> **DESCRIPTION OF THE TASK**
Give again, exactly as they appear, only the lines from the one containing "Where can you spot the large" through the last line of the material below.

> **RECORDS PROVIDED**
- - -
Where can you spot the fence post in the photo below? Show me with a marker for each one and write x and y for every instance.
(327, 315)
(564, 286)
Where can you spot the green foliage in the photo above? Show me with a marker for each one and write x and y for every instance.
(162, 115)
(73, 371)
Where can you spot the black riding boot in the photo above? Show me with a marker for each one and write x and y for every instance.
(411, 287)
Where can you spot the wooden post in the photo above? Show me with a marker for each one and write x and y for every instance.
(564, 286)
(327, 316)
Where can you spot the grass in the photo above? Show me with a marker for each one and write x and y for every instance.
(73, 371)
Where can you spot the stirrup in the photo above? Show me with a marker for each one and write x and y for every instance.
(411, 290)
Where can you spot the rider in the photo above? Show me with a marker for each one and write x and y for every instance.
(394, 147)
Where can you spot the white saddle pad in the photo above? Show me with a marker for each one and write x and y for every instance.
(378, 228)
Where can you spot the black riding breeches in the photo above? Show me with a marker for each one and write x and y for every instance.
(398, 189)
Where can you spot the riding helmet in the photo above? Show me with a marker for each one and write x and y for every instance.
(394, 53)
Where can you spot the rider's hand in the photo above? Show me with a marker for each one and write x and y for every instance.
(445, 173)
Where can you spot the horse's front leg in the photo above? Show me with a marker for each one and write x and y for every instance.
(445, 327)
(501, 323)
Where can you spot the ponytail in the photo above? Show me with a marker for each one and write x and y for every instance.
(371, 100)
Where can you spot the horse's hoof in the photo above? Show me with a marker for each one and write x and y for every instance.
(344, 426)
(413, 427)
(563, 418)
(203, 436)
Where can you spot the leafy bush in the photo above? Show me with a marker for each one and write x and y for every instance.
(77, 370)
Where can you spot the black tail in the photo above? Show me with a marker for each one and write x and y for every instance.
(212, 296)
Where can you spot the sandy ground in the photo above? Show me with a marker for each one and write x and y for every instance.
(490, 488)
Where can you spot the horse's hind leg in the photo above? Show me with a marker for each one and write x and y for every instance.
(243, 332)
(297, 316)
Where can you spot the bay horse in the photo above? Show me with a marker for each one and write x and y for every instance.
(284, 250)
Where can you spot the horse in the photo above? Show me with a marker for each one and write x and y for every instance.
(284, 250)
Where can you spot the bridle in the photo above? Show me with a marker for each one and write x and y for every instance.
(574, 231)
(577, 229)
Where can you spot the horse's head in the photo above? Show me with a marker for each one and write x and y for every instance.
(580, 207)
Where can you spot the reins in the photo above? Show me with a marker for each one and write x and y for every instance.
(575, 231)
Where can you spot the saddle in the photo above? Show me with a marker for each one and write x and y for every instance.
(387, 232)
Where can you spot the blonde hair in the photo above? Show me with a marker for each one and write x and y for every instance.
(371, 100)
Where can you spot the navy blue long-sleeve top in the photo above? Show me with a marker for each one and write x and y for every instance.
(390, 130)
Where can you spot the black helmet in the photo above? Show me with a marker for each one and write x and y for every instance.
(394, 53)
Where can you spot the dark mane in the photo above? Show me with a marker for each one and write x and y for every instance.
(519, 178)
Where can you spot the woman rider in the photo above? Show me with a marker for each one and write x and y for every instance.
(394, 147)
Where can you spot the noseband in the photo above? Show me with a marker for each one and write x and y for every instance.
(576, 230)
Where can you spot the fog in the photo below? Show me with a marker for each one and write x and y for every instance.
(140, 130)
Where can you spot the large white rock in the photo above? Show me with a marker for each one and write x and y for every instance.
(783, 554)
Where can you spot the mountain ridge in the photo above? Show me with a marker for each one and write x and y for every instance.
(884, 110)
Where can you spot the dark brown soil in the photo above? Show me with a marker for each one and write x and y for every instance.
- - -
> **EXPECTED OUTPUT**
Where can you spot the large white rock in the photo above? Show me with a marker for each one and write x and y for every instance.
(783, 554)
Where can you spot the mountain ridge in the photo above? Show me with a marker for each one and write x and y for every instance.
(884, 110)
Where can you spot the dark brown soil in the photo above? Show me with a marker for each one and write x and y for every instance.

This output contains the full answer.